## List of tasks
• 1. From the passage on off-duty firearms provisions below, reproduce the words starting with "In essence, what" and going on through "and unconventional enemy.".
• 2. According to the passage on off-duty firearms provisions below, what does each state and territory in Australia have?

## Exercise passage
______
In essence, what I am saying is that we currently have a problem that needs a better solution than what is being offered. Is the LEOSA arrangement something that Australia should consider? Is it a perfect solution? Who knows. What I am suggesting, however, is that we need to seriously consider new and radical provisions to deal with such an illusive, shadowy, and unconventional enemy.

For example, each state and territory in Australia has a dedicated police tactical group (PTG) of highly trained counterterrorist and hostage-rescue specialists. Similarly, we have two regiments of specially selected, trained, and equipped personnel on both sides of the country who are defined by their intellect, role, and experienced approach to warfare. Australia’s police tactical groups and Special Forces are the most elite and highly trained individuals in the country. It is my opinion that there should be special considerations for these groups of men when it comes to firearms provisions when off duty.
______
## Data for review
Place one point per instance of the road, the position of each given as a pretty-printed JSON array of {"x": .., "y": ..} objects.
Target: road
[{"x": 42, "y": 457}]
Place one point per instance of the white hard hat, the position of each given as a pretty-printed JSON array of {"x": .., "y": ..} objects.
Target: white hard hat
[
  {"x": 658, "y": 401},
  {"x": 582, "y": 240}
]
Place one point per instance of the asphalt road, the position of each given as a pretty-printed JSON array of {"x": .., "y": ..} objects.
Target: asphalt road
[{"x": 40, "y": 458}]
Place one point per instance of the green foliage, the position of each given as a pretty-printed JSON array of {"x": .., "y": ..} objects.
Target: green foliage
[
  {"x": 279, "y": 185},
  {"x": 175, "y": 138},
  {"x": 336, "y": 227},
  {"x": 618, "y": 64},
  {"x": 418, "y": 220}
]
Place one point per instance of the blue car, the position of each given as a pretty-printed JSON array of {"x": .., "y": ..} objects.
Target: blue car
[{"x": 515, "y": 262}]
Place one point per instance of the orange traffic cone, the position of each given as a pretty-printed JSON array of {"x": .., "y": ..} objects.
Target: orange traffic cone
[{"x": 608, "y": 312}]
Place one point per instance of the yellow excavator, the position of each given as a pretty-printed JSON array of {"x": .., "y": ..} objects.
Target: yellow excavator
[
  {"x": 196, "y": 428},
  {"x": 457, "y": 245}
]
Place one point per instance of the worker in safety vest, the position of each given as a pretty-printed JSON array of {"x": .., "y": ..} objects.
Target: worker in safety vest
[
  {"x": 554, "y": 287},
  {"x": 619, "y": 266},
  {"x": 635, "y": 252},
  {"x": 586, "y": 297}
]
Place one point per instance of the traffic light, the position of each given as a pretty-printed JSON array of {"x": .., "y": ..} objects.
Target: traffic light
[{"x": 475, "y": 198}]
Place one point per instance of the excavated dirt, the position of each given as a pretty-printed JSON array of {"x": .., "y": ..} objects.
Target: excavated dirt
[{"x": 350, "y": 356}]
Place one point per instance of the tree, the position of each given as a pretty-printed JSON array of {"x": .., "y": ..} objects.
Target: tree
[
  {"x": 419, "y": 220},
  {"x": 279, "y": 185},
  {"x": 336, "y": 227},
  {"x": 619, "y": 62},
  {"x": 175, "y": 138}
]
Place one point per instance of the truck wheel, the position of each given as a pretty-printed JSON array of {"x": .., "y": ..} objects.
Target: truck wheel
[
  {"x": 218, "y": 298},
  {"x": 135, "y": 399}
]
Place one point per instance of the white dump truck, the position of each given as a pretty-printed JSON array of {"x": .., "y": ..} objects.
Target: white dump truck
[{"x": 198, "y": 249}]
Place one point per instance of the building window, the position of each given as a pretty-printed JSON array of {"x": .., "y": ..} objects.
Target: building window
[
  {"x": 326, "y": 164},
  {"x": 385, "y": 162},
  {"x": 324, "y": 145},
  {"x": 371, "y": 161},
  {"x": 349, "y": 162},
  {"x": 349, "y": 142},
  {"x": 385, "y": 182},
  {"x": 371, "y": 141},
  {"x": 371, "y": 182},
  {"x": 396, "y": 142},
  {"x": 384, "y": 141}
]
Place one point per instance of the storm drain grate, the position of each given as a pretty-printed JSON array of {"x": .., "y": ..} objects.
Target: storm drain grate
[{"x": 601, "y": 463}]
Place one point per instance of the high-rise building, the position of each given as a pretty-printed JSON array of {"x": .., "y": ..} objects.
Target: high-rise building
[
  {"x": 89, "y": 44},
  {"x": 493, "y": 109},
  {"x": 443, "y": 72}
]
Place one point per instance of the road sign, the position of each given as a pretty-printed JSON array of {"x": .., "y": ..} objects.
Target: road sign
______
## Responses to the exercise
• 1.
In essence, what I am saying is that we currently have a problem that needs a better solution than what is being offered. Is the LEOSA arrangement something that Australia should consider? Is it a perfect solution? Who knows. What I am suggesting, however, is that we need to seriously consider new and radical provisions to deal with such an illusive, shadowy, and unconventional enemy.

• 2. A dedicated police tactical group (PTG) of highly trained counterterrorist and hostage-rescue specialists.